TASK PROMPT - Show each line of the records below that contains the string "green", copying every such line in full. Case counts when matching.

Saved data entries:
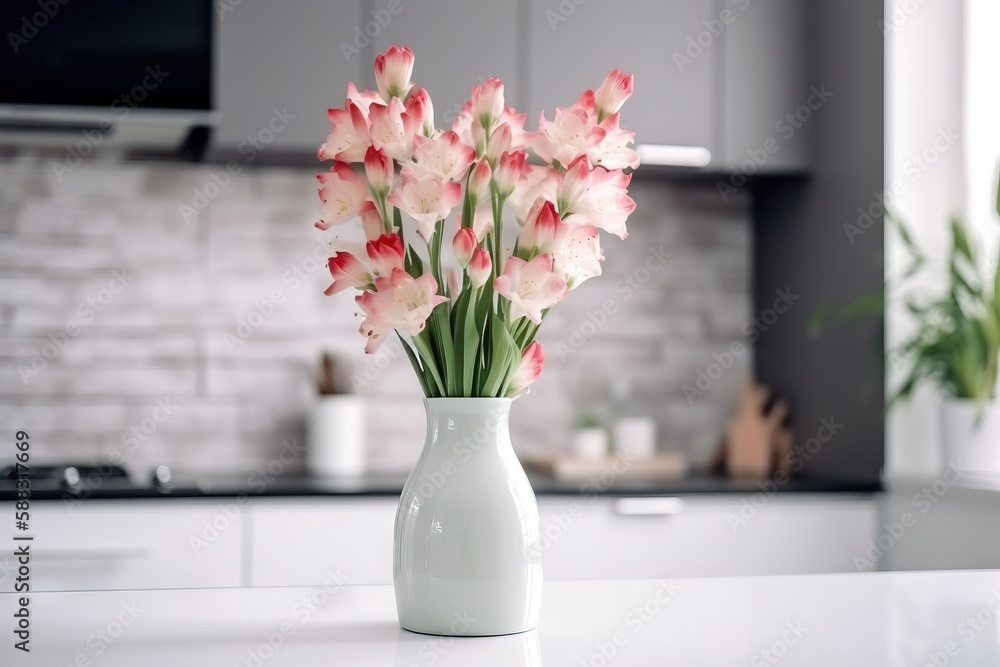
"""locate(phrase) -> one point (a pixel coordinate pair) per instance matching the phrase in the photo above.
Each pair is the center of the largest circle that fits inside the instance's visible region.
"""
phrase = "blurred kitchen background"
(161, 283)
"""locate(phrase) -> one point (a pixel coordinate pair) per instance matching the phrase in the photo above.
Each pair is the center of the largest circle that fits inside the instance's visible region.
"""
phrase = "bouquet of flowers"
(471, 333)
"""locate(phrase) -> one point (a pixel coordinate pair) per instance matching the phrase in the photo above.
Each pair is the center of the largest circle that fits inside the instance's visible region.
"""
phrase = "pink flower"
(385, 255)
(573, 183)
(363, 99)
(612, 151)
(605, 203)
(532, 362)
(347, 272)
(535, 182)
(479, 182)
(539, 232)
(343, 195)
(401, 303)
(482, 220)
(498, 143)
(487, 101)
(509, 171)
(379, 168)
(419, 104)
(531, 287)
(348, 139)
(571, 134)
(353, 269)
(610, 97)
(426, 198)
(464, 244)
(577, 253)
(393, 129)
(445, 155)
(392, 72)
(480, 267)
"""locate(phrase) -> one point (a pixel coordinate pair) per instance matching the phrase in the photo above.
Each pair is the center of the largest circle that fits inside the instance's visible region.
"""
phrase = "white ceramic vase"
(467, 554)
(970, 436)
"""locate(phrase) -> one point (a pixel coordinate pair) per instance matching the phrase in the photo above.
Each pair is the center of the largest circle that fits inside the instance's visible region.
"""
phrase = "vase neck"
(479, 423)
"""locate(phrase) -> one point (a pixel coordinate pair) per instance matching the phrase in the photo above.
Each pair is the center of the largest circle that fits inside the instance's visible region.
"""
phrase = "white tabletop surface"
(884, 619)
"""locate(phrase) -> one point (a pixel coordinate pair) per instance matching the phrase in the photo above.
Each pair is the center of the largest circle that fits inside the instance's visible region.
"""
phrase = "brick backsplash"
(149, 292)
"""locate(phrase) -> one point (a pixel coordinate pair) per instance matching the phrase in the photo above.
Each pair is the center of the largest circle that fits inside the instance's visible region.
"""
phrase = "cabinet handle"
(648, 506)
(124, 553)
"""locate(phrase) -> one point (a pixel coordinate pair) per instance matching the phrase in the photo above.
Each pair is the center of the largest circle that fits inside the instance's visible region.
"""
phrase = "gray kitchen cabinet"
(574, 45)
(457, 44)
(767, 98)
(281, 65)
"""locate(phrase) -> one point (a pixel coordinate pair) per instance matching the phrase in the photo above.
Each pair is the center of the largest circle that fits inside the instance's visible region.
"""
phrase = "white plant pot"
(590, 444)
(970, 436)
(467, 556)
(336, 443)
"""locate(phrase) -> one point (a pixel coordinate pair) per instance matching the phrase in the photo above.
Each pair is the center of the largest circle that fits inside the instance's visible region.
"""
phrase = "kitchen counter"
(881, 620)
(391, 484)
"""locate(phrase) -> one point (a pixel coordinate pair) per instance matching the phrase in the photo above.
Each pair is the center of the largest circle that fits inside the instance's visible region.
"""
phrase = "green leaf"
(960, 239)
(415, 363)
(998, 193)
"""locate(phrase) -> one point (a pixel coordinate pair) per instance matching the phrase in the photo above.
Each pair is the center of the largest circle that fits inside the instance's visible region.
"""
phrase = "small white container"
(336, 443)
(970, 435)
(635, 437)
(590, 444)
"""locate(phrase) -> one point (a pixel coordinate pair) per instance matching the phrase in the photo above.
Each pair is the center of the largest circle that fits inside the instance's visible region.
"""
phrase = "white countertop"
(883, 620)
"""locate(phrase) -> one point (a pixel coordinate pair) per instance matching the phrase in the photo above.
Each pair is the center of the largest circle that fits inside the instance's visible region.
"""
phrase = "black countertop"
(391, 484)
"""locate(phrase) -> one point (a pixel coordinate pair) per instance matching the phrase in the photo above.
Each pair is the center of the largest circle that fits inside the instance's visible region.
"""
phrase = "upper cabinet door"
(289, 61)
(575, 45)
(457, 44)
(768, 99)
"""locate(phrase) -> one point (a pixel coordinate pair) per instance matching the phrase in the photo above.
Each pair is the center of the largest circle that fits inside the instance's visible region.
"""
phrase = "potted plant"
(466, 299)
(956, 347)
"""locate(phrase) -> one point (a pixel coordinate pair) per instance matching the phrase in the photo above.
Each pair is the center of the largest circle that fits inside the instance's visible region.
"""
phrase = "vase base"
(446, 633)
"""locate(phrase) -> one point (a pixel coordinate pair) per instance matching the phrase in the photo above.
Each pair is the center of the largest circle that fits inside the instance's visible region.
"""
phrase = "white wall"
(941, 63)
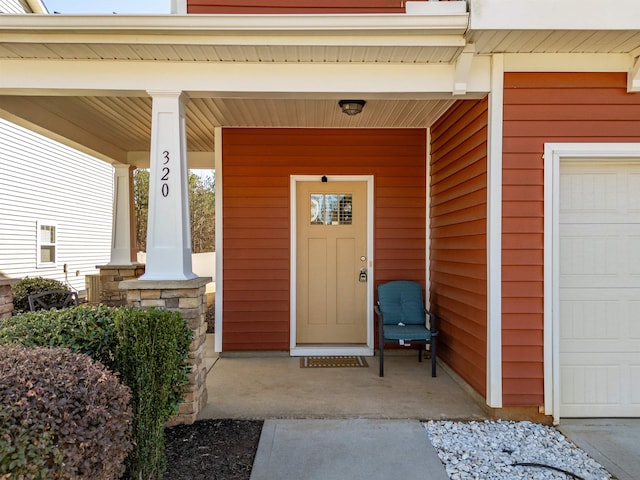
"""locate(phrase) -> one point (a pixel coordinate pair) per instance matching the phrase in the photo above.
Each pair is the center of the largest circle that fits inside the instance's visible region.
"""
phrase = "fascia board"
(554, 15)
(239, 24)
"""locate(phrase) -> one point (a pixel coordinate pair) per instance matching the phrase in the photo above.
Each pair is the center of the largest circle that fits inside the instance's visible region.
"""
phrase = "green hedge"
(146, 347)
(63, 416)
(150, 354)
(83, 329)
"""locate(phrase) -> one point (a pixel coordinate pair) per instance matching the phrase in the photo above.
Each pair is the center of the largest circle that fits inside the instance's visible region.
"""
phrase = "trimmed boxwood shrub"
(29, 286)
(63, 416)
(152, 346)
(83, 329)
(146, 347)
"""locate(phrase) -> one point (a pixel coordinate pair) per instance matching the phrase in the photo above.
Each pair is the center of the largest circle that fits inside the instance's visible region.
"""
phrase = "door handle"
(362, 276)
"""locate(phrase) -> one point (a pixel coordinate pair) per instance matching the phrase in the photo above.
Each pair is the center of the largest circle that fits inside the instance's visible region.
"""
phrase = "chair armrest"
(433, 328)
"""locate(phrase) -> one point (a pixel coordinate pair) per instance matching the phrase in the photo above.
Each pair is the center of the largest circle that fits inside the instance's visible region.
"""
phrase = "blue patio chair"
(402, 319)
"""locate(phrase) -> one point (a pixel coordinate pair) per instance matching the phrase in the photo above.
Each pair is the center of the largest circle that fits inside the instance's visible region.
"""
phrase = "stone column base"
(188, 298)
(6, 297)
(110, 278)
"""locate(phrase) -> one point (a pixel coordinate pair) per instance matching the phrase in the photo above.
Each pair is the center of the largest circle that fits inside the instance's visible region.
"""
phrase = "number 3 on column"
(164, 189)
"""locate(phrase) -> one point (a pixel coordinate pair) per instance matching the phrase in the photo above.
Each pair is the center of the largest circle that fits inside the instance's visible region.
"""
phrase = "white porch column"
(168, 228)
(122, 239)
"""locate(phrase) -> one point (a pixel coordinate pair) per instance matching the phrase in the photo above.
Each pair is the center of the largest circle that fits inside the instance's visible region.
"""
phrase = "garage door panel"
(589, 320)
(591, 384)
(584, 191)
(600, 289)
(634, 379)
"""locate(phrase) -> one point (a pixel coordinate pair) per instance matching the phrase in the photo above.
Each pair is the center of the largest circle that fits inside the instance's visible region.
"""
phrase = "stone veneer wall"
(188, 298)
(6, 297)
(110, 278)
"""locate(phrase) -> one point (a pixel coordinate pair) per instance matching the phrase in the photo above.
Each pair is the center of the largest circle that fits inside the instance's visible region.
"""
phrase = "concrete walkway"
(276, 387)
(612, 442)
(355, 449)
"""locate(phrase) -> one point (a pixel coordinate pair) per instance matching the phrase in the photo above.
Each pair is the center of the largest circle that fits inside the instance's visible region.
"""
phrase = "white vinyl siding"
(14, 6)
(42, 180)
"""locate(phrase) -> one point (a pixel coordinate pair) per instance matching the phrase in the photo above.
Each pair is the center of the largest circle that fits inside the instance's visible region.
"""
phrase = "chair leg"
(433, 357)
(381, 350)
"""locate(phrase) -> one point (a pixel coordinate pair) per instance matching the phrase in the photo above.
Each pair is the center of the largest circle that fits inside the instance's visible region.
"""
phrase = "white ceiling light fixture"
(351, 107)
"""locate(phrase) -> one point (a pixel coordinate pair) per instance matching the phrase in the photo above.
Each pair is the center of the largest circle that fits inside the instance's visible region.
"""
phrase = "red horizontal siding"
(257, 165)
(539, 108)
(458, 257)
(294, 6)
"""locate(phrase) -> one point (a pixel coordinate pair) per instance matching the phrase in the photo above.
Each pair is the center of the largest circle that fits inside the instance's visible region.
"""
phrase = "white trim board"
(494, 237)
(217, 132)
(367, 350)
(554, 153)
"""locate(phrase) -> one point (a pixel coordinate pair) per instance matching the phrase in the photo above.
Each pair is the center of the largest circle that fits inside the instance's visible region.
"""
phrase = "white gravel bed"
(489, 450)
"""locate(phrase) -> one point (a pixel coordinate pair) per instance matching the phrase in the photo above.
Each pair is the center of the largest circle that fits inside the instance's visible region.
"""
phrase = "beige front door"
(331, 255)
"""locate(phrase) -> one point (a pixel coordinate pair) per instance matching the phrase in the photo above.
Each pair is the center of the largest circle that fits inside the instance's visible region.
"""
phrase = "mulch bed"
(212, 450)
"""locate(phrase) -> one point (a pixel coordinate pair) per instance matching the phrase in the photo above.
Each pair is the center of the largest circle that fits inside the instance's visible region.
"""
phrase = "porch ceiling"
(115, 124)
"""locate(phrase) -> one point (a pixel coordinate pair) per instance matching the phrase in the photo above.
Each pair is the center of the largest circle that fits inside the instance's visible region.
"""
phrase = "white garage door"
(600, 289)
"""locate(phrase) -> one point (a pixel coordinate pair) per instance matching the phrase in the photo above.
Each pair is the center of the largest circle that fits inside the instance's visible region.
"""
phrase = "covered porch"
(262, 386)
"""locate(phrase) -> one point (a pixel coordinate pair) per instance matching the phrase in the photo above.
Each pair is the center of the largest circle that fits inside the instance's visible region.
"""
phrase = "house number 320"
(164, 189)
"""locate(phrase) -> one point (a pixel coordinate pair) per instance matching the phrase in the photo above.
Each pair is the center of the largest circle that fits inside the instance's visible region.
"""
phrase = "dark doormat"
(333, 362)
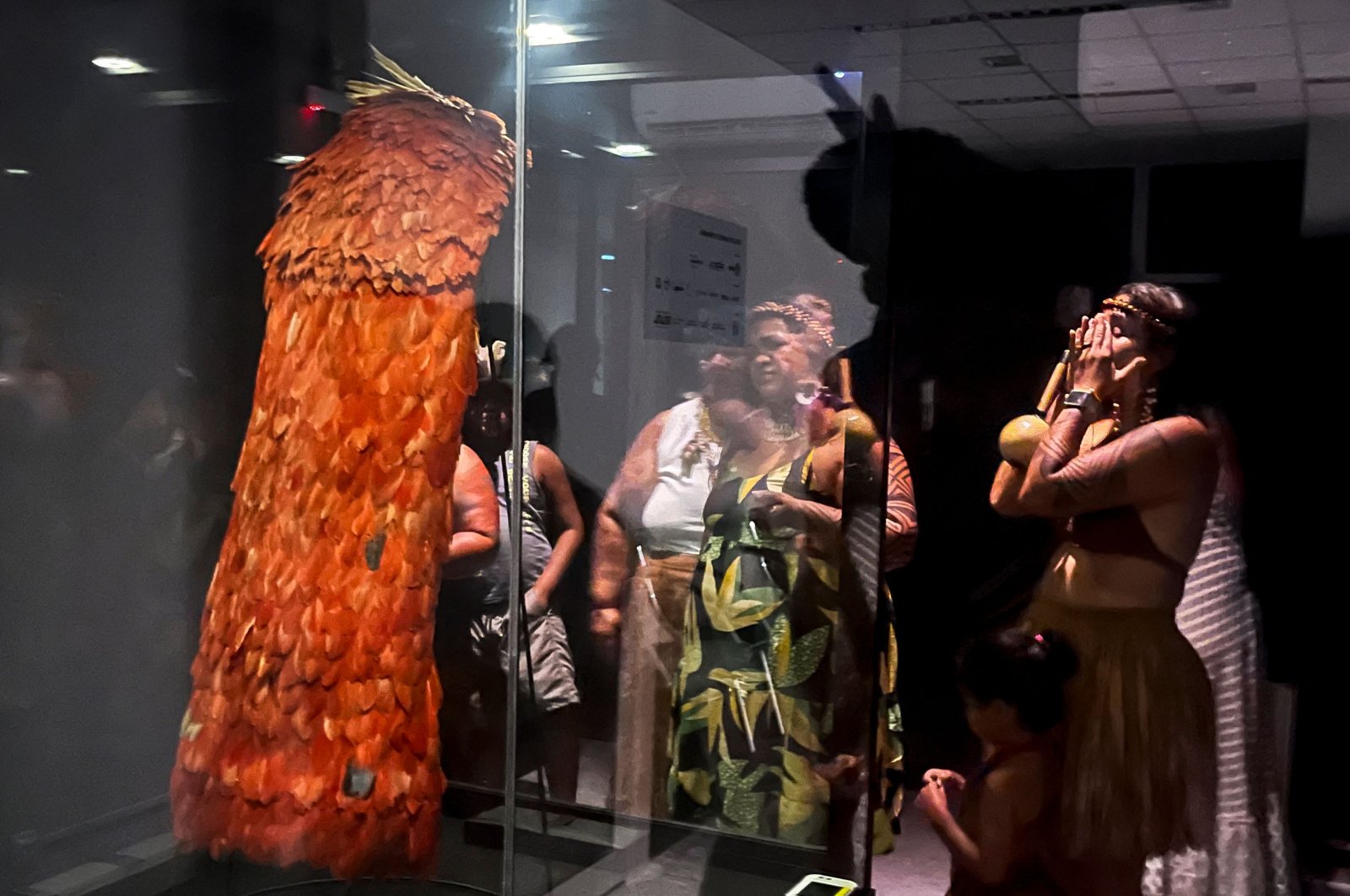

RESULT -
phrase = "green leaf"
phrase = "green hedge"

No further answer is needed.